▸ **Required work**
The reply to the records below should contain exactly the lines from the line with "For this drill the class indicates the dog neck" through the line with "For this drill the class indicates the black stripe", and nothing besides.
▼
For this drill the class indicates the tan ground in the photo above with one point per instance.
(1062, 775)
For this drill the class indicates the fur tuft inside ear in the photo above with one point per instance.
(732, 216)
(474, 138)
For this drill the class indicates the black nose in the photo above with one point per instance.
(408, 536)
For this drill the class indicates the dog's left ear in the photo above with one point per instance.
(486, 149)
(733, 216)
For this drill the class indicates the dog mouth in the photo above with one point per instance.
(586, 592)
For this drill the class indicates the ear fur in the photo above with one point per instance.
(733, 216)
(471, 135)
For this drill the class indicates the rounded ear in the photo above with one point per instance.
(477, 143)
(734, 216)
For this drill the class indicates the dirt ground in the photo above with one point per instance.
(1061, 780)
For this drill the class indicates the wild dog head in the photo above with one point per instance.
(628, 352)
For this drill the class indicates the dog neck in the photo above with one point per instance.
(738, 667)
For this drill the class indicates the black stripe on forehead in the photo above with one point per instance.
▲
▼
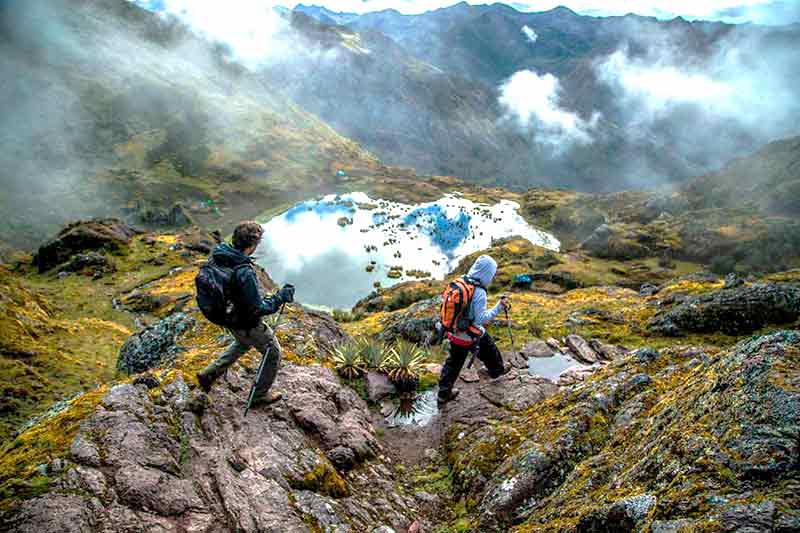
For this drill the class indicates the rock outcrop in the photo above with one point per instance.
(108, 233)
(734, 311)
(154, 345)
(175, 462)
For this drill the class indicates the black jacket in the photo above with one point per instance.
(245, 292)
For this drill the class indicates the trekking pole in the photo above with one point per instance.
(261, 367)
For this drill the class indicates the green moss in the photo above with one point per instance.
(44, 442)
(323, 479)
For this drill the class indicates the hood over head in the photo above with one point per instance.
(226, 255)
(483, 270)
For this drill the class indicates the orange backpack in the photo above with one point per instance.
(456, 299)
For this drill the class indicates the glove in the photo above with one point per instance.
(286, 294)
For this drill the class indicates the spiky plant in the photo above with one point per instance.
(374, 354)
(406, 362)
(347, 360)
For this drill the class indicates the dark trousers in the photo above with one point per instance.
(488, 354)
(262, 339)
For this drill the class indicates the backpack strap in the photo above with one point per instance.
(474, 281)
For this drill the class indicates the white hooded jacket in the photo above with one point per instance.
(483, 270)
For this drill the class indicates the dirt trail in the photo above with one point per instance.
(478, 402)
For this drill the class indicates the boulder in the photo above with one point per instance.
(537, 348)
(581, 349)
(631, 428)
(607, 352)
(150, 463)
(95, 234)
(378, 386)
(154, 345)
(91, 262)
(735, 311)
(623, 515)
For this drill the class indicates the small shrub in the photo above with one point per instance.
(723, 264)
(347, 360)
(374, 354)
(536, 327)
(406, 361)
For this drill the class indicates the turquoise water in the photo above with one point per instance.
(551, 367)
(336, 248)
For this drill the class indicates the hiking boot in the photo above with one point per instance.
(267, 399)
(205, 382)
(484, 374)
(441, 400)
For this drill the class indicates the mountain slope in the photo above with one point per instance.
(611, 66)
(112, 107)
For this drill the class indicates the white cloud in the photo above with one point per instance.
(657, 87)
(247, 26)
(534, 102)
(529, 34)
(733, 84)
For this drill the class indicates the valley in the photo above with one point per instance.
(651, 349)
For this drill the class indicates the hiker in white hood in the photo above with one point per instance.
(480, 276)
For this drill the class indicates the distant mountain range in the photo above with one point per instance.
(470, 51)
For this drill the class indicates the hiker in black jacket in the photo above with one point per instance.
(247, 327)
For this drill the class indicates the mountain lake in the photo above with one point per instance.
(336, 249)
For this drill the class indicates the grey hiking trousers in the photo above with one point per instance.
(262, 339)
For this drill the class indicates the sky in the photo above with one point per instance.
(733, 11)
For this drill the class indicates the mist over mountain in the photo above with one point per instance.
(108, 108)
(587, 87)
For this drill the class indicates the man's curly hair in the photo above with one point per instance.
▲
▸ **Output of the exercise**
For this drill the class indicates the dog neck in the photo above with one point per instance.
(738, 667)
For this drill the class indicates the black stripe on forehead in the photo above with one point per instance.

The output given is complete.